» Challenge: Every entry must be copied word for word.
--- Data to use ---
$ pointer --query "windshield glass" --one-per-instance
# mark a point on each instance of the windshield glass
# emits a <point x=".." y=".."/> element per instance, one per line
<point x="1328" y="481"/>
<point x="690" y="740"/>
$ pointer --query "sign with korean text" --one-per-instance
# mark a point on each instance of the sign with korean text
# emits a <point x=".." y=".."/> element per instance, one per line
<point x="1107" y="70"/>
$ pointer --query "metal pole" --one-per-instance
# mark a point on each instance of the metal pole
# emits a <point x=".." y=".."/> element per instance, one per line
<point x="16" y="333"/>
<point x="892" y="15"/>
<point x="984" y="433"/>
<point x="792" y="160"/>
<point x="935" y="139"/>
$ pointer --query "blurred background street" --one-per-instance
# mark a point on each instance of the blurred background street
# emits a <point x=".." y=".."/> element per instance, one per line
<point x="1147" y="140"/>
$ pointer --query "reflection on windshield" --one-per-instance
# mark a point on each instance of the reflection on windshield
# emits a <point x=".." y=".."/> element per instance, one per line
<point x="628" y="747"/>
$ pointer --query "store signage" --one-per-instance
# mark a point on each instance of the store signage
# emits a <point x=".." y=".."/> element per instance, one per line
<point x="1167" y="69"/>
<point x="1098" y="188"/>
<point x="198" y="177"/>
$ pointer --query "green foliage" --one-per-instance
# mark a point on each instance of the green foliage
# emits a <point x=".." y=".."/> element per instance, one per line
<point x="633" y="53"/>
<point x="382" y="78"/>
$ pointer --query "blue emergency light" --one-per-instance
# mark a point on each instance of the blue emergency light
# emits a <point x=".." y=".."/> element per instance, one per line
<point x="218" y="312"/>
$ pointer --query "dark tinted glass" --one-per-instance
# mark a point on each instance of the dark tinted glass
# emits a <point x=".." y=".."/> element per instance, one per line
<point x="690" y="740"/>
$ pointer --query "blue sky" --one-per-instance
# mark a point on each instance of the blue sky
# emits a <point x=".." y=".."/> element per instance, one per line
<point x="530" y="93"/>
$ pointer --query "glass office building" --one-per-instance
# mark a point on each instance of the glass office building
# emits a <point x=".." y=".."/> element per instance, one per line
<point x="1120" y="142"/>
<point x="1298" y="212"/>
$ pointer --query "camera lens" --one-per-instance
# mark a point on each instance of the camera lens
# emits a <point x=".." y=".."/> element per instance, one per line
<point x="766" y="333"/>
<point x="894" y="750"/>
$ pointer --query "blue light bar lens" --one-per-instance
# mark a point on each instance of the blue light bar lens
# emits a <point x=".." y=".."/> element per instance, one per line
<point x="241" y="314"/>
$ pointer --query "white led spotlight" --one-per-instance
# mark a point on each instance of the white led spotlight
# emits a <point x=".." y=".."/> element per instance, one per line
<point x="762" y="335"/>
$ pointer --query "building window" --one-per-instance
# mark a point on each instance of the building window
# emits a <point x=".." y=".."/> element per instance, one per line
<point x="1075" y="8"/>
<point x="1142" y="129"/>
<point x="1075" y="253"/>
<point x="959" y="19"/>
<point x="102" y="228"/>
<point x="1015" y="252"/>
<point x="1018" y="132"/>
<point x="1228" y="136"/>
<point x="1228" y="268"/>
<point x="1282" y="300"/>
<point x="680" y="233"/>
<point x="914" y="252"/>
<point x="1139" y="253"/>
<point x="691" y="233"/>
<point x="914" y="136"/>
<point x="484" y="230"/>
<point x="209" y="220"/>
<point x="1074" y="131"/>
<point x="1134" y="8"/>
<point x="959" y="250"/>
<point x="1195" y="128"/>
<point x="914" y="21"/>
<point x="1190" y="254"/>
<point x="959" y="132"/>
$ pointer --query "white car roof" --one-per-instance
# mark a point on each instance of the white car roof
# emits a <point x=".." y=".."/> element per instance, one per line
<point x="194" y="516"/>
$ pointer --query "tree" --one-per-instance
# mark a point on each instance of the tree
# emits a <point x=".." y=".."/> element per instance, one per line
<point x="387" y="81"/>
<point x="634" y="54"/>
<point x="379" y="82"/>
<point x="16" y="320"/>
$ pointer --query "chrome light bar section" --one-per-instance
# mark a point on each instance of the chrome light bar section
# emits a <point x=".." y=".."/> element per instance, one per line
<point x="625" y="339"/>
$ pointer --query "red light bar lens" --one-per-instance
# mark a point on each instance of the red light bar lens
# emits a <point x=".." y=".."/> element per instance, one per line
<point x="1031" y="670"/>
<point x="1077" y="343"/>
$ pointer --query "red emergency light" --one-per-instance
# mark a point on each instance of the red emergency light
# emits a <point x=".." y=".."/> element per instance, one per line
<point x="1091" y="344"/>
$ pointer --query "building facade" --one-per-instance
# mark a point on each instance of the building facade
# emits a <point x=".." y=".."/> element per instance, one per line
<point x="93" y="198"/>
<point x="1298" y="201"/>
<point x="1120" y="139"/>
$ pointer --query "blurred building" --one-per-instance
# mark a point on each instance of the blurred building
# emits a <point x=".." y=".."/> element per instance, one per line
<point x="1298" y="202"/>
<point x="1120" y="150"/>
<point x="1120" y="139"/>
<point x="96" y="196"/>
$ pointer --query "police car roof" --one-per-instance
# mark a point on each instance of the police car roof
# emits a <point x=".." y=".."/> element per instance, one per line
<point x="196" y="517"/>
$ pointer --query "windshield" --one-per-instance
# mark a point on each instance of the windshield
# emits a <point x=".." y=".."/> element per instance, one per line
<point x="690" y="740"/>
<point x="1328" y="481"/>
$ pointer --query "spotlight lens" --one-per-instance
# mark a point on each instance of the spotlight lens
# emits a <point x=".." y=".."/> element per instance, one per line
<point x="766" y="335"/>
---
» Completed exercise:
$ pointer --query "windshield glass" --one-per-instance
# mark a point on each instance of the windshield glass
# emits a <point x=".." y=".."/> element per instance, one per line
<point x="1328" y="481"/>
<point x="690" y="740"/>
$ pointer --query "sign with korean text" --one-per-instance
# mark a point on each instance of the sign with korean text
# emits a <point x=".." y=".."/> element per instance, one per line
<point x="1107" y="70"/>
$ pointer --query "metal pole" --one-per-instance
# mark a point on each instance of the metal pole
# emits a <point x=".." y=".."/> element per instance, one per line
<point x="16" y="333"/>
<point x="892" y="15"/>
<point x="984" y="433"/>
<point x="792" y="160"/>
<point x="935" y="139"/>
$ pointer --query "blurred background street" --one-per-instance
# mark a point on each instance of the blurred background street
# emits a <point x=".." y=".."/> element per instance, one per line
<point x="1147" y="140"/>
$ pointer --query "reflection on windshield" --one-per-instance
# mark a point on each instance of the reflection on windshield
# emits a <point x=".." y=".."/> element per instance, one per line
<point x="628" y="747"/>
$ pointer --query "store signage" --one-per-instance
# mark a point on each instance of the store signage
# emits a <point x=".." y=".."/> element per instance, one per line
<point x="1167" y="69"/>
<point x="1098" y="188"/>
<point x="198" y="177"/>
$ pointer --query "green foliage" --one-per-instance
# mark a point on each instance of the green foliage
# emits a <point x=".." y=".."/> element per instance, one per line
<point x="633" y="53"/>
<point x="382" y="78"/>
$ pointer --query "blue emergency light" --one-per-instance
# mark a point on each instance of the blue emergency light
# emits a <point x=".." y=".."/> element per instance, one per line
<point x="218" y="312"/>
$ pointer --query "dark tinted glass" --one-per-instance
# mark a point on each instance of the dark tinted glass
# emits a <point x=".." y=".."/> element per instance, one per line
<point x="690" y="740"/>
$ pointer --query "blue sky" --one-per-instance
# mark a point on each instance of the blue sky
# emits a <point x=".." y=".."/> element per instance, one per line
<point x="530" y="93"/>
$ pointer --query "glass office building" --one-per-instance
# mark a point on each instance of the glass office building
# emits a <point x=".." y=".."/> element per instance, one per line
<point x="1120" y="142"/>
<point x="1298" y="212"/>
$ pointer --query "camera lens" --one-per-instance
# mark a point on each instance of the camera lens
# emits a <point x=".." y=".."/> element per instance, one per line
<point x="766" y="333"/>
<point x="894" y="750"/>
$ pointer --query "blue light bar lens" --one-per-instance
# mark a point on each instance of the blue light bar lens
# emits a <point x=".." y=".."/> element per instance, one per line
<point x="241" y="314"/>
$ pointer --query "white led spotlight" --one-per-instance
# mark a point on each instance of the white led spotlight
# emits a <point x=".." y=".."/> element per instance, one per line
<point x="762" y="335"/>
$ pointer --query "building window" --one-per-instance
# mark a point on each instance of the building window
# emits a <point x=".." y=".."/> element per instance, one per line
<point x="1075" y="8"/>
<point x="1142" y="129"/>
<point x="1075" y="253"/>
<point x="959" y="19"/>
<point x="102" y="228"/>
<point x="1015" y="252"/>
<point x="1018" y="132"/>
<point x="1228" y="136"/>
<point x="1228" y="268"/>
<point x="1282" y="300"/>
<point x="680" y="233"/>
<point x="914" y="252"/>
<point x="1139" y="253"/>
<point x="691" y="233"/>
<point x="914" y="136"/>
<point x="484" y="230"/>
<point x="209" y="220"/>
<point x="1074" y="131"/>
<point x="1134" y="8"/>
<point x="959" y="250"/>
<point x="1195" y="128"/>
<point x="914" y="21"/>
<point x="1190" y="254"/>
<point x="959" y="132"/>
$ pointer --query "white car roof" --one-per-instance
# mark a point on each instance of the white car roof
# emits a <point x=".." y=".."/> element per instance, one per line
<point x="194" y="516"/>
$ pointer --query "tree" --one-per-instance
# mark a point on each instance of the tree
# emits a <point x=".." y=".."/> element per instance, one per line
<point x="387" y="81"/>
<point x="634" y="54"/>
<point x="379" y="82"/>
<point x="16" y="320"/>
$ pointer --query "chrome light bar section" --one-per-instance
# mark a point on each instance of the chrome light bar section
# emits a <point x=".." y=".."/> element per instance, one per line
<point x="625" y="339"/>
$ pointer --query "red light bar lens" --one-per-instance
# mark a point on each instance of the red light bar lens
# emits a <point x=".." y=".."/> element per instance, one per line
<point x="1031" y="670"/>
<point x="1077" y="343"/>
$ pointer --query "red emergency light" --one-per-instance
# mark a point on each instance of the red emergency light
# emits a <point x=".." y=".."/> element per instance, one per line
<point x="1091" y="344"/>
$ pointer --query "building facade" --one-per-instance
# mark a point on each instance of the building facade
# emits a <point x=".." y=".."/> element per instance, one per line
<point x="93" y="198"/>
<point x="1298" y="201"/>
<point x="1120" y="139"/>
$ pointer --query "blurred building" --one-per-instance
# mark a point on each instance of the blurred building
# emits a <point x=".." y=".."/> element per instance, one per line
<point x="1298" y="202"/>
<point x="1120" y="150"/>
<point x="1120" y="139"/>
<point x="96" y="196"/>
$ pointer --query "police car roof" --one-per-instance
# mark a point on each instance of the police car roof
# emits a <point x=".." y=".."/> element per instance, one per line
<point x="196" y="517"/>
$ pointer --query "windshield" --one-per-instance
# mark a point on each instance of the windshield
# emits a <point x=".." y=".."/> element per instance, one per line
<point x="690" y="740"/>
<point x="1328" y="481"/>
$ pointer --query "spotlight lens" --one-per-instance
# mark a point on each instance of the spotlight lens
# emits a <point x=".." y=".."/> element per instance, one per line
<point x="766" y="335"/>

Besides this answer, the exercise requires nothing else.